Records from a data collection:
======

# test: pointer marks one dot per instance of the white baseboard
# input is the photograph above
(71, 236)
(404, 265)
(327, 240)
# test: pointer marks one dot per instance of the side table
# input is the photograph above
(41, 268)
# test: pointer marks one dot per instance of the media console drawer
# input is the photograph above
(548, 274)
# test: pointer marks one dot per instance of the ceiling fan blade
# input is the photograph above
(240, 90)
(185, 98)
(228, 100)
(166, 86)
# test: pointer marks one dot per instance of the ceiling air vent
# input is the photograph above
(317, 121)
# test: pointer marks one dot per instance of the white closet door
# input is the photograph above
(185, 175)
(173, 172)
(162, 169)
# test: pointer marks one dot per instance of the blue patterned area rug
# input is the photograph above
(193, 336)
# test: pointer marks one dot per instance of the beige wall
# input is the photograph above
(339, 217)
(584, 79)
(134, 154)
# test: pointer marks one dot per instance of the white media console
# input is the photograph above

======

What you will do
Extract each entry in full, exactly as given.

Complete answer
# test: pointer marks one dot per instance of the white baseboard
# input is the photograph above
(71, 236)
(404, 265)
(327, 240)
# test: pointer marks one dot per instance of the side table
# input is the photograph above
(41, 268)
# test: pointer marks one dot per instance of the media console drawer
# input is the photograph above
(548, 274)
# test: pointer marks one dot per instance of the ceiling fan blade
# input is the photograph above
(240, 90)
(185, 98)
(228, 100)
(166, 86)
# test: pointer marks one dot per instance of the ceiling air vent
# input is the photograph above
(317, 121)
# test: pointer marks one dot per instance of the white closet door
# input is the photograph above
(185, 175)
(173, 172)
(162, 169)
# test: pointer marks one dot per instance of the blue patterned area rug
# input is the photograph above
(193, 336)
# test: pointer marks one dot per instance of the beige wall
# input is the photograph above
(339, 217)
(584, 79)
(134, 154)
# test: pointer marks one dot per instance of the white media console
# input is the photograph above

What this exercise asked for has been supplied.